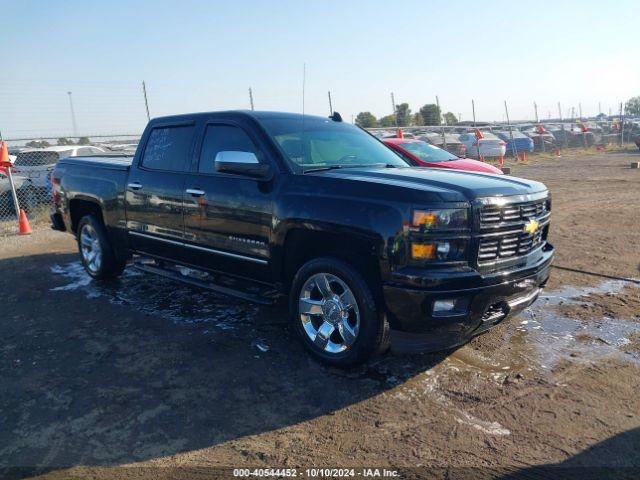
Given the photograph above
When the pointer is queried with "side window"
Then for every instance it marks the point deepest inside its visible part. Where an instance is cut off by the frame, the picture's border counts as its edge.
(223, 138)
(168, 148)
━━━━━━━━
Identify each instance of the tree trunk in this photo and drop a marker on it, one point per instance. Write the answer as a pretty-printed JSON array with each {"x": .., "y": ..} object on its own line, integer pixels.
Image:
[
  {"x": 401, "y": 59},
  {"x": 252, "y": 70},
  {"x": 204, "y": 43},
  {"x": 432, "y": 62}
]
━━━━━━━━
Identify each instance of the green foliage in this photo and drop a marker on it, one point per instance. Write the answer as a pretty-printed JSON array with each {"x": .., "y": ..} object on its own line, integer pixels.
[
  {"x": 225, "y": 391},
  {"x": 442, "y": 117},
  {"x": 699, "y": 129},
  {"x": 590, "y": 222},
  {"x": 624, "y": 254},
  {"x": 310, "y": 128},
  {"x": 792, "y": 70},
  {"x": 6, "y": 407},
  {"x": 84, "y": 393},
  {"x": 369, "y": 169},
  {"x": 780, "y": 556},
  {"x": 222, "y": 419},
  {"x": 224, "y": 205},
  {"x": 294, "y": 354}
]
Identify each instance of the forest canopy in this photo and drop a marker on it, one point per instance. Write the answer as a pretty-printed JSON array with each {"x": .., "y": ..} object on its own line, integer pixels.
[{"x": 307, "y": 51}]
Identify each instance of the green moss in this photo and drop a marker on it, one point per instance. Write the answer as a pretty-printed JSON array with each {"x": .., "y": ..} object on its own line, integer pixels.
━━━━━━━━
_Exercise brief_:
Pick out and copy every line above that contains the word "printed".

_Full response_:
Identify each instance of the tree trunk in this photo and drop a marker on it, one point per instance. Write the answer as a pretty-printed JSON array with each {"x": .., "y": ..} object on its own line, integer pixels.
Identify each instance of the green foliage in this photo and drop a marker on it, one point per instance. Write the answer as a pretty-printed JSON array with each {"x": .., "y": ..} object on its own line, integer pixels.
Identify each instance of the forest canopy in this photo and drop a marker on it, one point per instance. Write the answer as a pretty-printed JSON array with each {"x": .., "y": ..} object on its own line, integer pixels.
Identify each instance of the green moss in this photo and drop a marker on it, one point per instance. Write the answer as a pretty-printed JSON array with each {"x": .., "y": ..} object on its own line, integer pixels.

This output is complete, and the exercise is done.